*To do*
Count the lines in the data below holding the string "sock" and write the total by itself.

*Source information*
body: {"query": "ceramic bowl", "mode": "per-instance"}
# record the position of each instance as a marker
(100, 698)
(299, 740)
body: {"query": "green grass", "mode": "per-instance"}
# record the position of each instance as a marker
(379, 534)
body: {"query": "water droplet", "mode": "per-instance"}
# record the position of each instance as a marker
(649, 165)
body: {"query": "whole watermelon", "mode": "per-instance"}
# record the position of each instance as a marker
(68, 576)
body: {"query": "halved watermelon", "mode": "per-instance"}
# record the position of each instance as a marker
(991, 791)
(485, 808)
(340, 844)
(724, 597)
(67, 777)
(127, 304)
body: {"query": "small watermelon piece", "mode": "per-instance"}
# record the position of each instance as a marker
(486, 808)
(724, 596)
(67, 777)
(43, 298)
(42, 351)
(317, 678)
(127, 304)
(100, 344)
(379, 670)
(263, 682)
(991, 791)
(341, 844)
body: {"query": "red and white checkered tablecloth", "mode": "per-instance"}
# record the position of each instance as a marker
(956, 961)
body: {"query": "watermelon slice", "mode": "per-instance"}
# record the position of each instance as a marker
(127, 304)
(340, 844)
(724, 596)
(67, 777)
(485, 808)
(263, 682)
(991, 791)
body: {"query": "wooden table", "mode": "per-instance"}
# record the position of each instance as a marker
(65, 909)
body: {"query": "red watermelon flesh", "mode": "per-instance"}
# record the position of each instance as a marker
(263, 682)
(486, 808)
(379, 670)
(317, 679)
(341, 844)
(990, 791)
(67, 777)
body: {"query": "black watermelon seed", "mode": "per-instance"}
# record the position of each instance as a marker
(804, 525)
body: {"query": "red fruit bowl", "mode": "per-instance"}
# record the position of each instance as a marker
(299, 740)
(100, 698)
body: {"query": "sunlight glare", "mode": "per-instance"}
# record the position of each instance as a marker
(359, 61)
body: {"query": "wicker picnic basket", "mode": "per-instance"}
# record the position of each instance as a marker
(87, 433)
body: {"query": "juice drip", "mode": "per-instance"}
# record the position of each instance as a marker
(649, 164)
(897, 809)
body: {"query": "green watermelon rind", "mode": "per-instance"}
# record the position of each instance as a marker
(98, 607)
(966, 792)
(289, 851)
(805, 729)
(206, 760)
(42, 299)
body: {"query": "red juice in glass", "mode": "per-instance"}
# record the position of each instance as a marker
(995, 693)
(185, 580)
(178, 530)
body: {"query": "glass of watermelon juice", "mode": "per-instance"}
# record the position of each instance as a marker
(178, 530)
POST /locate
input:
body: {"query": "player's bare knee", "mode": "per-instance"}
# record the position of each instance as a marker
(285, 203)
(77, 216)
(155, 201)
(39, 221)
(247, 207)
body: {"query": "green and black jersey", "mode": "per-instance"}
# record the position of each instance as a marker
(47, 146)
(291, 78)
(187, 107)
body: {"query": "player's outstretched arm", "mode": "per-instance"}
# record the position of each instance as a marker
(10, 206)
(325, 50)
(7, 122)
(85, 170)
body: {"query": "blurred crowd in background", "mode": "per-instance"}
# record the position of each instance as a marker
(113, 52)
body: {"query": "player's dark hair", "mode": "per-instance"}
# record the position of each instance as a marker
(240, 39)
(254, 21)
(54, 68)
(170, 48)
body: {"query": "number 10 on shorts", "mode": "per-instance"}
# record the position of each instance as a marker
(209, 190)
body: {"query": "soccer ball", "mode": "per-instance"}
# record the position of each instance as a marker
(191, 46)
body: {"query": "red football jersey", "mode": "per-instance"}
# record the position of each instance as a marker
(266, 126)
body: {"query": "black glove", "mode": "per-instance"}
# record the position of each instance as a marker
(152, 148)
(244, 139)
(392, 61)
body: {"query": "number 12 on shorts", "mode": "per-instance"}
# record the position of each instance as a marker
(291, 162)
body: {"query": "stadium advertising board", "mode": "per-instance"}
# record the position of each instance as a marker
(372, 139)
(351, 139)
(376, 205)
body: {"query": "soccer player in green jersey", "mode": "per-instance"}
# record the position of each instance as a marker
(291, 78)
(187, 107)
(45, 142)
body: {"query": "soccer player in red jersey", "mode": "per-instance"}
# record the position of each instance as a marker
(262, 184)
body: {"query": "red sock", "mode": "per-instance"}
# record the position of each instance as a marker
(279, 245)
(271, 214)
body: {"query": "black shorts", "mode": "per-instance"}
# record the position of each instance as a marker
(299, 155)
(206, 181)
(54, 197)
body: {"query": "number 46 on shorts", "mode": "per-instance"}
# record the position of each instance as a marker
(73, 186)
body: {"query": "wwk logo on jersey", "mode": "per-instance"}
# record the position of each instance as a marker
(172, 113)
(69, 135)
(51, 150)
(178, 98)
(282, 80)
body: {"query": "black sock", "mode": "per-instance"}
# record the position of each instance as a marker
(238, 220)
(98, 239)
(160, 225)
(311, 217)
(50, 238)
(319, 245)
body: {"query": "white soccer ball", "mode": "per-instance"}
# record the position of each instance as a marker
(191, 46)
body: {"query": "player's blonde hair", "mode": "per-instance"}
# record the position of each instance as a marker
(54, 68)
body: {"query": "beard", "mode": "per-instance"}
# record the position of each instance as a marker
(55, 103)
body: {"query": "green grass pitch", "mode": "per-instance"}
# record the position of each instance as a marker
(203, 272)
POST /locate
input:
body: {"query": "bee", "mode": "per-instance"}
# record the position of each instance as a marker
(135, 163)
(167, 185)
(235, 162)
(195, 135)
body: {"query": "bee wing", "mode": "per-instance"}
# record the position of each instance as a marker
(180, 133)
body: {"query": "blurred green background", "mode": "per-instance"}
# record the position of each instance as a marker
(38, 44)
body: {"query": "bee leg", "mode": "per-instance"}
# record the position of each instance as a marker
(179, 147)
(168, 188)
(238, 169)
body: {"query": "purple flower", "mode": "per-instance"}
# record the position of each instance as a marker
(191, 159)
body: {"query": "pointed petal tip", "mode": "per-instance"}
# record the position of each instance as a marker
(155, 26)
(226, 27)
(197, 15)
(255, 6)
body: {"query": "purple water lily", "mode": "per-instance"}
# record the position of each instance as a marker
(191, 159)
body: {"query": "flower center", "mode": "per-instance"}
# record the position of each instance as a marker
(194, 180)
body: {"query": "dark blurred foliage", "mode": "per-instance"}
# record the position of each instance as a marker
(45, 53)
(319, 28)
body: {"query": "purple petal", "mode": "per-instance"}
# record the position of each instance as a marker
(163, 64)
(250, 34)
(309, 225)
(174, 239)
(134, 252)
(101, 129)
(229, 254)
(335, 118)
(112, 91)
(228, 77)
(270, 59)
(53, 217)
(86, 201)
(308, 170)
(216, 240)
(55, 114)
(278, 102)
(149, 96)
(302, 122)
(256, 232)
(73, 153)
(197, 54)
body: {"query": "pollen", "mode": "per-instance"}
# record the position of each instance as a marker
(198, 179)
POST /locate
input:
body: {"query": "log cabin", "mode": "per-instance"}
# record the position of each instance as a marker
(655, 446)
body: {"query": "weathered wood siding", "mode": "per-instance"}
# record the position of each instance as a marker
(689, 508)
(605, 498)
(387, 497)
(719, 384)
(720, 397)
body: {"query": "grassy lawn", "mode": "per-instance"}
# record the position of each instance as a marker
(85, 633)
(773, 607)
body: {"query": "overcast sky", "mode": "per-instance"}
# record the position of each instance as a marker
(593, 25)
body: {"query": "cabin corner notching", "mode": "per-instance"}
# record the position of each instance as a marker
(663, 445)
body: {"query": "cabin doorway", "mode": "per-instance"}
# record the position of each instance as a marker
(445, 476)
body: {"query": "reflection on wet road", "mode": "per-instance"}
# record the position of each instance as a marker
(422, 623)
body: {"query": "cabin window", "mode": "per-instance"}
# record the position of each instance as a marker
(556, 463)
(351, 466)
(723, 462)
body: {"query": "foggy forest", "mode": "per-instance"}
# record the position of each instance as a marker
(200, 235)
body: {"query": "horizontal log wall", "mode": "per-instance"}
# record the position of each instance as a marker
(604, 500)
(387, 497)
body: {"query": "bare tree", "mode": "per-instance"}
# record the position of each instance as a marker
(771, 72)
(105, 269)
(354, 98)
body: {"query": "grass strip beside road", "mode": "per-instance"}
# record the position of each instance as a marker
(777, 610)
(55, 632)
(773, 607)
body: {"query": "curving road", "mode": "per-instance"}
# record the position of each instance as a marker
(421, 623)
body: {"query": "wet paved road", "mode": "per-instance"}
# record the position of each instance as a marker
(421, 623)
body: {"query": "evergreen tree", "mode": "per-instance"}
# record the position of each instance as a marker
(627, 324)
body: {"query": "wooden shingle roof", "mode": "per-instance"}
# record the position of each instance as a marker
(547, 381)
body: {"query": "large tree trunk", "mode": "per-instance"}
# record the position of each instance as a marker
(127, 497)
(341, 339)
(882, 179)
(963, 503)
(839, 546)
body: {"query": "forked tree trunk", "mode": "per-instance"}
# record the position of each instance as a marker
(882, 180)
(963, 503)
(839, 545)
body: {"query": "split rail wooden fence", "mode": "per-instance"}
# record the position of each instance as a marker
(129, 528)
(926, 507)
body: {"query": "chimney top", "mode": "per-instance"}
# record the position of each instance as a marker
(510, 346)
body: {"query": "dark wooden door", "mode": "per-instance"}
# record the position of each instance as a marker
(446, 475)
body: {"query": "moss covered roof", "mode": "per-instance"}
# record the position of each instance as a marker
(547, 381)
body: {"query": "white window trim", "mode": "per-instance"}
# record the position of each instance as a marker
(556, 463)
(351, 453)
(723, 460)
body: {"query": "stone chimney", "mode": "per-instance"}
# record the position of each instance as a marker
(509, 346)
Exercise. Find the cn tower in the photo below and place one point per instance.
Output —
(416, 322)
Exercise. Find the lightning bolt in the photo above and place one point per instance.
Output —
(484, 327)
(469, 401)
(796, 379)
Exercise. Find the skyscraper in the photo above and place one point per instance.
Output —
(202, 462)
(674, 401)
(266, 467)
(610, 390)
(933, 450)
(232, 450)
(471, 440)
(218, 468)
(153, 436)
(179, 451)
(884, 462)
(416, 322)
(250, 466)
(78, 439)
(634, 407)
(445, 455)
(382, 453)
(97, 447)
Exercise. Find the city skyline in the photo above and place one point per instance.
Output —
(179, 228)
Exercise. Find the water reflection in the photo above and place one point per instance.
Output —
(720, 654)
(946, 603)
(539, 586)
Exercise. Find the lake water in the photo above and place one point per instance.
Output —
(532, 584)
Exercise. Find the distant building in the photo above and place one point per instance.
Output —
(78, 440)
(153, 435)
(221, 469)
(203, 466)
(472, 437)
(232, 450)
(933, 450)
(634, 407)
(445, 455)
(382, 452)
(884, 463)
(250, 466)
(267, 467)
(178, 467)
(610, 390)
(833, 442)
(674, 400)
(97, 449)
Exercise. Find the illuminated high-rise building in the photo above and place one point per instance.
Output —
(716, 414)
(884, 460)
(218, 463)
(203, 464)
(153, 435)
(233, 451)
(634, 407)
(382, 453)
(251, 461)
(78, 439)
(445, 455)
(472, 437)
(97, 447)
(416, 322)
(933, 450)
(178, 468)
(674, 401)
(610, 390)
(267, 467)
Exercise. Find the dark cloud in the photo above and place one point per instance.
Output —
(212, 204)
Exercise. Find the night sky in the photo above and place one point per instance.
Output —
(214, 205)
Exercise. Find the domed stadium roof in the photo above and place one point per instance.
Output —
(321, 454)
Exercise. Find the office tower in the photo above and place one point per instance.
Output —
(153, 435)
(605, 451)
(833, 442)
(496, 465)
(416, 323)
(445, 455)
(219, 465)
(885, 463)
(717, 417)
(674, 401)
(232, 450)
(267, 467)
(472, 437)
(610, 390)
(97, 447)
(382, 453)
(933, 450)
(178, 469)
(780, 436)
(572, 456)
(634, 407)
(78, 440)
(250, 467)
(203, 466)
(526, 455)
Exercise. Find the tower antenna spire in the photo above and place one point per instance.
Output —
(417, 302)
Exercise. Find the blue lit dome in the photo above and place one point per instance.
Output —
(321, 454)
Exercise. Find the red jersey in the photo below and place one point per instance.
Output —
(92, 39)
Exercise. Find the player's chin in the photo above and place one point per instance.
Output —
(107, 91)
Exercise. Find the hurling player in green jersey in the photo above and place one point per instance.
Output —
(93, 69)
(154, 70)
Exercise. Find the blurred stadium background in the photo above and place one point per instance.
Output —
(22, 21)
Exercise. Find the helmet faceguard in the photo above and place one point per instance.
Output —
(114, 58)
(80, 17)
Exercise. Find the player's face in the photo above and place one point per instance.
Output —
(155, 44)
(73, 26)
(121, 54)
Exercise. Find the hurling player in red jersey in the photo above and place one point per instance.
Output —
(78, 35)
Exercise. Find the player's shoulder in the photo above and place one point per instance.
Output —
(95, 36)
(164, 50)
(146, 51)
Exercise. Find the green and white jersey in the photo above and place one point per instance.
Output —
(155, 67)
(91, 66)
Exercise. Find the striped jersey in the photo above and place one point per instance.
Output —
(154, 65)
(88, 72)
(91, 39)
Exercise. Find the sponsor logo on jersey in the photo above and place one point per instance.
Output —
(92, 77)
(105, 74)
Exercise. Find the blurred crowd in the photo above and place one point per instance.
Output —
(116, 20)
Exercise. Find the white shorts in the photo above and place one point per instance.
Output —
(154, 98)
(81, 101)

*Written answer*
2